Stored data entries:

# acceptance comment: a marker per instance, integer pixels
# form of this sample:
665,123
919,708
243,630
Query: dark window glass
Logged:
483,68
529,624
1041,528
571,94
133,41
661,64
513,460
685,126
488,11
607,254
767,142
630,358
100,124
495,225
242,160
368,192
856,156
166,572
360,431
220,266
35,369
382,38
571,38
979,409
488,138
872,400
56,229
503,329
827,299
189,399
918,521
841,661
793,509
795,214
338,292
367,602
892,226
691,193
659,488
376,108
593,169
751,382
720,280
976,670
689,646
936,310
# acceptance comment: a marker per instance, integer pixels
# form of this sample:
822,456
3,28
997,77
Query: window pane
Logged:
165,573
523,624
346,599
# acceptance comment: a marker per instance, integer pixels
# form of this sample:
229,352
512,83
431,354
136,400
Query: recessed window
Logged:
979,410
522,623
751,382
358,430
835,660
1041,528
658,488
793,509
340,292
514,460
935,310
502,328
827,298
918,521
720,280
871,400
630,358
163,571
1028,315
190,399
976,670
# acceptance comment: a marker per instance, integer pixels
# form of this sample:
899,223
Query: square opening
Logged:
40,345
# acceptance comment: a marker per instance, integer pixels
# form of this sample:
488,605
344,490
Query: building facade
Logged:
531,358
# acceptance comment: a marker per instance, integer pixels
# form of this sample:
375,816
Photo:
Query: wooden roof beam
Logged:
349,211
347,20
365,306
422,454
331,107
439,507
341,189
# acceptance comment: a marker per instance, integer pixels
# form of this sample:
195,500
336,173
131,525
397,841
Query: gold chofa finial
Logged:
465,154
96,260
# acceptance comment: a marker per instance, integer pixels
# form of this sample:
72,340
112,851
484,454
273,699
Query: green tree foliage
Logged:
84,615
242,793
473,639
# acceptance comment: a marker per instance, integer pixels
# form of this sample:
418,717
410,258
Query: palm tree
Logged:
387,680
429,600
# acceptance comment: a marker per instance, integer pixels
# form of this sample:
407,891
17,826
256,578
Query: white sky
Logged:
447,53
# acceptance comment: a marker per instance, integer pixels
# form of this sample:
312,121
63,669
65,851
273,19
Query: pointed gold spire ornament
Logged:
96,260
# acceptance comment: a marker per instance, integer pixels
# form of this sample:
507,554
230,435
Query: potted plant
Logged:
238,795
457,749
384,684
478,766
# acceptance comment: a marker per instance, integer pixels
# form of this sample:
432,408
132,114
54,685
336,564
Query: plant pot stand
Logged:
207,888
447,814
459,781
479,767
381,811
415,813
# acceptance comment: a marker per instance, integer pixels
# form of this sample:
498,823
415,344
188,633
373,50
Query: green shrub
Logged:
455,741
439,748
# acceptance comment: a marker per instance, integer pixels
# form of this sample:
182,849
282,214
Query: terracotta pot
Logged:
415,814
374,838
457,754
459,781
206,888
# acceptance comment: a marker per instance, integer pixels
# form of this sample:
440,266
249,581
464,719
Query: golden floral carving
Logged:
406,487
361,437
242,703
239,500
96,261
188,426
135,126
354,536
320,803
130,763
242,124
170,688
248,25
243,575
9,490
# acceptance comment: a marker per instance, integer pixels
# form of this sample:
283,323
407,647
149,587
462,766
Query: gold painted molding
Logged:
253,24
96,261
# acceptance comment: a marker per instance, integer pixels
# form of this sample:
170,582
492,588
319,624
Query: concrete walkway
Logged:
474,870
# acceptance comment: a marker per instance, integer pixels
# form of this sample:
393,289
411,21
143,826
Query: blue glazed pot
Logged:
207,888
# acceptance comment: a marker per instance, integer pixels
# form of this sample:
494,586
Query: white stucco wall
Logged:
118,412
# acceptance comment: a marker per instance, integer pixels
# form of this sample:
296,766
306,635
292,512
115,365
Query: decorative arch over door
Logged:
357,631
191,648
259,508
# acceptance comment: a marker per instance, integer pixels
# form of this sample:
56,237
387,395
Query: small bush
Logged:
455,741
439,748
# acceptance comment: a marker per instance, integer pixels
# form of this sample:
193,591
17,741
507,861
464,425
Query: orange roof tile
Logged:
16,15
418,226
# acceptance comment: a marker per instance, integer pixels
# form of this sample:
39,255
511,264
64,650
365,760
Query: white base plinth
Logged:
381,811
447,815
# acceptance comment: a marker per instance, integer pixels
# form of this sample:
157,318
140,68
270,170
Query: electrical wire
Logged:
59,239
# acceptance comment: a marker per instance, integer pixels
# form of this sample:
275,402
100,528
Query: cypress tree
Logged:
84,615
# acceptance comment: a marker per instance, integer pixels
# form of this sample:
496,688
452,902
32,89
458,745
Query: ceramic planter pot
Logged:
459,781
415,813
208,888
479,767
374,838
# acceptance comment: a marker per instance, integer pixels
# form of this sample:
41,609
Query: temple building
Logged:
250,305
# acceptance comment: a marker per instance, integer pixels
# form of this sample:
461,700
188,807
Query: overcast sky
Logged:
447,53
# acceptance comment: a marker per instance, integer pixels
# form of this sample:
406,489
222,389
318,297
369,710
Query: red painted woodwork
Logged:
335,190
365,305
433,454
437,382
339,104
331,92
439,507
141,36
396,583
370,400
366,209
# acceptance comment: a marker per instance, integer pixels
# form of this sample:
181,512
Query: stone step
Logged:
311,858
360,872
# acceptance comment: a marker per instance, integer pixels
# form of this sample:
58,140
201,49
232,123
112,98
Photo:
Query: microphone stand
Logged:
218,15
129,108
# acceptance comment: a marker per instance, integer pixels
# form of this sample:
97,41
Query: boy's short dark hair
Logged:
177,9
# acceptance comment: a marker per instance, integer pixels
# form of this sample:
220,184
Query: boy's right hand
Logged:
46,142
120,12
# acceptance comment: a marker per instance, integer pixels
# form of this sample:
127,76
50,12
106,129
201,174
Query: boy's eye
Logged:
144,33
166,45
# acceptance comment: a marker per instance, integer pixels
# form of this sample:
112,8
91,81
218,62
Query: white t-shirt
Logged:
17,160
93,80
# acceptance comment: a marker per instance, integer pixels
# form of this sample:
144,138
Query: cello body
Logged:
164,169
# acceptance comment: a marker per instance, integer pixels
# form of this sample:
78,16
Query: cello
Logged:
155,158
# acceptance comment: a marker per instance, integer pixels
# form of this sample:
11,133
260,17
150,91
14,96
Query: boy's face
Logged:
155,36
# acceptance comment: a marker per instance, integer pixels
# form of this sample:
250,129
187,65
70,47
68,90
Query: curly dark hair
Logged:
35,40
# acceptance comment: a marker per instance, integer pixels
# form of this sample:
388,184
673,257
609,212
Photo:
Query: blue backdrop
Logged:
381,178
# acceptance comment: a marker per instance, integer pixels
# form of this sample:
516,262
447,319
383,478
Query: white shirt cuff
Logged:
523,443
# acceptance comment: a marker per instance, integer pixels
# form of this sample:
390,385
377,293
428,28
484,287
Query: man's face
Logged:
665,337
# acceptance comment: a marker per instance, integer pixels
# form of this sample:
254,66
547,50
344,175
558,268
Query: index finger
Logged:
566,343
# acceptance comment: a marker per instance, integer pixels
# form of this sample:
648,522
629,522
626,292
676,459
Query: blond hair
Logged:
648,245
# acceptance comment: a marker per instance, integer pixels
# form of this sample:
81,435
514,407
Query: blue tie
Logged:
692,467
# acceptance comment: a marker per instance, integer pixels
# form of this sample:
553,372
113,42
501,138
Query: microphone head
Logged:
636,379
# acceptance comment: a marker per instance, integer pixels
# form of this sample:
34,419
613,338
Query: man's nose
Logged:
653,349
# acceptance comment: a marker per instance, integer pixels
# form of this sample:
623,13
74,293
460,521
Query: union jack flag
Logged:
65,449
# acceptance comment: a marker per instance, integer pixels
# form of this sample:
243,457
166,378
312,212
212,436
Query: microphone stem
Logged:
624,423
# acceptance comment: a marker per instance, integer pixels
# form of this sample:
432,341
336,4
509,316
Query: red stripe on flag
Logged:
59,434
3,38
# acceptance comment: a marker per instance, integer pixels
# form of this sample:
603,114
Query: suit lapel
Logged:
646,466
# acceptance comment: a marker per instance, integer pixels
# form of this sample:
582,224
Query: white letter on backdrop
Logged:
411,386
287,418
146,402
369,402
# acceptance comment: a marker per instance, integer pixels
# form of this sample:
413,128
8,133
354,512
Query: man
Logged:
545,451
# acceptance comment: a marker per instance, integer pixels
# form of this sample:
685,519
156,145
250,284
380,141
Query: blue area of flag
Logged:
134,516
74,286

* **PROBLEM DETAILS**: The lines from the first of the entries through the line holding "Query: dark window glass" are to be restated word for word, and no others.

* **THE COMPLETED TASK**:
# acceptance comment: a marker per instance, integer pixels
# form of this sample:
665,123
919,708
243,630
Query: dark window glass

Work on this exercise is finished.